MATERIAL SHOWN start
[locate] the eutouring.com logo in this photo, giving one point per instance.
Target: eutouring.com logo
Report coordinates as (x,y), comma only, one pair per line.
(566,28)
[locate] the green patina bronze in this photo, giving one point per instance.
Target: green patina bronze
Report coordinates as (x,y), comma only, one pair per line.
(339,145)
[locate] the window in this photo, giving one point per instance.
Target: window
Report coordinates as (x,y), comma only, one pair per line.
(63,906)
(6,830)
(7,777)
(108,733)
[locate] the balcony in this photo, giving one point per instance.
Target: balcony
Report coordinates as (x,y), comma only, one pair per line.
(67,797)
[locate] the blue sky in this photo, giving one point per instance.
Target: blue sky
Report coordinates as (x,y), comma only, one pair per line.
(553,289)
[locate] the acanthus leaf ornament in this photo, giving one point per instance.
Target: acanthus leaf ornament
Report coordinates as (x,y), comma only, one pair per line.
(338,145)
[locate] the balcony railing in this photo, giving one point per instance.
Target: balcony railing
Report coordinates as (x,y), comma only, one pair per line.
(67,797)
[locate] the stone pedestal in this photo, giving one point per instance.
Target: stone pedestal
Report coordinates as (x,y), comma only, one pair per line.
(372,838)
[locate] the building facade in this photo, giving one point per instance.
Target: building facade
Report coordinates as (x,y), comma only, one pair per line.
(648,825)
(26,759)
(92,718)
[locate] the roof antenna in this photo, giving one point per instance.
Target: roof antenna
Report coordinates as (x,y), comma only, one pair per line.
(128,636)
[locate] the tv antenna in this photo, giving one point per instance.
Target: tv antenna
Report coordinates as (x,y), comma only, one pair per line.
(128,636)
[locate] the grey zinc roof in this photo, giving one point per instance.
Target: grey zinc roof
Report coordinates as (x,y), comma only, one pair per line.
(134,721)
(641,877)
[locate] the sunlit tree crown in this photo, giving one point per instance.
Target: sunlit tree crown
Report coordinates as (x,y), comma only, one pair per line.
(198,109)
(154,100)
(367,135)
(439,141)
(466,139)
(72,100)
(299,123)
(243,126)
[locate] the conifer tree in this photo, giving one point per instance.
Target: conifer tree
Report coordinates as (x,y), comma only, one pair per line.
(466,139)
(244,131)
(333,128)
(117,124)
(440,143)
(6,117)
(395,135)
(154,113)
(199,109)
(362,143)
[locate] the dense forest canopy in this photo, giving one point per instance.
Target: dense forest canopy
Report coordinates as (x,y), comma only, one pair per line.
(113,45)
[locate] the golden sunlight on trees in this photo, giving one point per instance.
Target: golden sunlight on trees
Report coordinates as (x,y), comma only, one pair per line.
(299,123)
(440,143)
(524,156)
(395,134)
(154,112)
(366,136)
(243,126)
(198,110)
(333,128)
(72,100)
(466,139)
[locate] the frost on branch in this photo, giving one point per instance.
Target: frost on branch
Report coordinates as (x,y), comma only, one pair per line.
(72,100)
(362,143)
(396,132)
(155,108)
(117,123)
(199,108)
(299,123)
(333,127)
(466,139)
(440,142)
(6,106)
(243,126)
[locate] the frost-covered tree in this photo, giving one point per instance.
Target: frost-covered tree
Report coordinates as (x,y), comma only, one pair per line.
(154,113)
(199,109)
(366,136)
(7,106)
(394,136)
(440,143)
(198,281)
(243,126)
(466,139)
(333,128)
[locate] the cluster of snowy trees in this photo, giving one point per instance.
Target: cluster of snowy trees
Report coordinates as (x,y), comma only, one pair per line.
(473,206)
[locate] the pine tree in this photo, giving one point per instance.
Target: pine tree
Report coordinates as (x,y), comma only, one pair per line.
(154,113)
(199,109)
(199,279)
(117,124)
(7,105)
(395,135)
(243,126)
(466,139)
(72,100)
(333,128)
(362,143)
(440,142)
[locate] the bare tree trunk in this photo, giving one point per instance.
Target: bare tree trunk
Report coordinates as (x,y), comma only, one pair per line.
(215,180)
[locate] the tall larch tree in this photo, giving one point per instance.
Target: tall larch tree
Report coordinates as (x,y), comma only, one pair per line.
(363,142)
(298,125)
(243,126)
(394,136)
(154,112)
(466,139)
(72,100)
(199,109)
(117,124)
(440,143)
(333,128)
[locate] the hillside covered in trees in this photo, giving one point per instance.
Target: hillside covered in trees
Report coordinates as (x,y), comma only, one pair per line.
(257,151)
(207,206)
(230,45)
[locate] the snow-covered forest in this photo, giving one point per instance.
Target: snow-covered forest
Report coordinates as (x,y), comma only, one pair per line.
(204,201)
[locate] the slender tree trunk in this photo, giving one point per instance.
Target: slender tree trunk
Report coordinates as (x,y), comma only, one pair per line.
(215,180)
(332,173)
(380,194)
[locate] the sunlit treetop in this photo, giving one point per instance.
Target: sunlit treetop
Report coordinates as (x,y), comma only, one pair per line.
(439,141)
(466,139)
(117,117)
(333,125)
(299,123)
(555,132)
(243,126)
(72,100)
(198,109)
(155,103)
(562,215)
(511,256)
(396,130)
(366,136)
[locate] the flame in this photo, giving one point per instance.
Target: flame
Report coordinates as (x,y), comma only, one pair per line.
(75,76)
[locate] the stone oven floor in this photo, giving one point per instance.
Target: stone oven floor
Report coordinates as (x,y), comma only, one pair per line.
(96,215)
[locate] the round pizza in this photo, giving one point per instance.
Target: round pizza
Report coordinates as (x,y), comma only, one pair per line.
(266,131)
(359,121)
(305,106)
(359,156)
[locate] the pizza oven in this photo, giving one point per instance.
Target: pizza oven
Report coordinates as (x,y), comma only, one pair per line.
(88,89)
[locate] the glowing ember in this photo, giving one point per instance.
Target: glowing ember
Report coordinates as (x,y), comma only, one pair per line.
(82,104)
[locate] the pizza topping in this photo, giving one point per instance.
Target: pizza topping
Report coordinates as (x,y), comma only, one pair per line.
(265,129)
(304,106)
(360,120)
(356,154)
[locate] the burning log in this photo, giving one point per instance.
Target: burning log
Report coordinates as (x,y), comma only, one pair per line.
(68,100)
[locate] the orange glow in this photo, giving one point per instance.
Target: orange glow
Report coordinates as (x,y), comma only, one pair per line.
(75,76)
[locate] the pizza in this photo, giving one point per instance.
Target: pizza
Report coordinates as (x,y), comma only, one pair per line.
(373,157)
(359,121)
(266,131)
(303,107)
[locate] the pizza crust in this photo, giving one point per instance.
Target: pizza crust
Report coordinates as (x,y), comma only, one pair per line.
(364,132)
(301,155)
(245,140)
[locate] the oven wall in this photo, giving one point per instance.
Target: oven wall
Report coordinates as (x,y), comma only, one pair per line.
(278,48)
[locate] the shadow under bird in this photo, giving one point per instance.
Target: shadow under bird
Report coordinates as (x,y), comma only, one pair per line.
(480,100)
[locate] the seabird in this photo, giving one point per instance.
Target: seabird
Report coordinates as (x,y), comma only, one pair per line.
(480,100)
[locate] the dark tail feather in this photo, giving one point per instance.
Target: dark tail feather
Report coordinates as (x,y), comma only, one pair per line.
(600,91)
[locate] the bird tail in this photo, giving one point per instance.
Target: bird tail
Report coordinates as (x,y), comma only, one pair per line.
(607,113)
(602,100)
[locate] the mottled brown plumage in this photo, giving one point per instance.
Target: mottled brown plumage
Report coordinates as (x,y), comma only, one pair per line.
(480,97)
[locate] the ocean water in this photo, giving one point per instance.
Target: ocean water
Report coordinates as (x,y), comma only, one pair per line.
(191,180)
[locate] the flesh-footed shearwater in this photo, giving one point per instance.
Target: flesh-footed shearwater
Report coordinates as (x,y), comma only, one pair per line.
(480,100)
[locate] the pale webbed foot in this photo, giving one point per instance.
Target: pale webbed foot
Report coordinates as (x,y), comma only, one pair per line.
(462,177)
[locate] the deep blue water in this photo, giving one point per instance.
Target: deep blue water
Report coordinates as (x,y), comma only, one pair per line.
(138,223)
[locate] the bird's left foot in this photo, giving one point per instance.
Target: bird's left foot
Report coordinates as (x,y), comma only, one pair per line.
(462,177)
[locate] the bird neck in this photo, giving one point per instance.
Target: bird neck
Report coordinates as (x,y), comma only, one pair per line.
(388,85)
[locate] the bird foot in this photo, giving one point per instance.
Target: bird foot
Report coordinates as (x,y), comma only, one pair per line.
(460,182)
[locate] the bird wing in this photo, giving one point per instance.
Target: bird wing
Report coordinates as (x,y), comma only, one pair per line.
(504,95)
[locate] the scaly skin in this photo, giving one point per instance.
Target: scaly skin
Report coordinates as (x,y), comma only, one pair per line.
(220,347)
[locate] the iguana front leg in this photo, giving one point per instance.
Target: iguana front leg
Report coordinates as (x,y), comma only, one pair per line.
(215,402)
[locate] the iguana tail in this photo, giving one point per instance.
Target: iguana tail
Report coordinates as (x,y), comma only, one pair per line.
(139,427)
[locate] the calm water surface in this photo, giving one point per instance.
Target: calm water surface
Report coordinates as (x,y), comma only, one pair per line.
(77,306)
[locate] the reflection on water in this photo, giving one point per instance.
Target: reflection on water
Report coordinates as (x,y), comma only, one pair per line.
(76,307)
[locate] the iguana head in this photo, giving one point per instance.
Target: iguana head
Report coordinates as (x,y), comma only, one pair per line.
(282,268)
MATERIAL SHOWN end
> PROBLEM
Quote the listing above word for word, from the line with "[locate] the iguana front" up to and including its final line.

> WRITTEN SOLUTION
[locate] the iguana front leg in this photo, giving one point per instance.
Target: iguana front leg
Report coordinates as (x,y), comma only, one pair per line.
(215,402)
[locate] the iguana tail in this photo, giving one point per instance.
Target: iguana tail
Report coordinates as (x,y), comma only, one pair per line.
(139,427)
[locate] the calm water surface in this photo, giving one point per instance.
Target: calm water surface
Report coordinates as (x,y), comma only, one pair per line.
(77,306)
[locate] the reflection on water in this photo, giving one point per instance.
Target: reflection on water
Report coordinates as (x,y), comma only, one pair per line.
(76,307)
[locate] the iguana head in this photo, giving one point per instance.
Target: iguana head
Report coordinates as (x,y), comma only, one pair per line.
(282,268)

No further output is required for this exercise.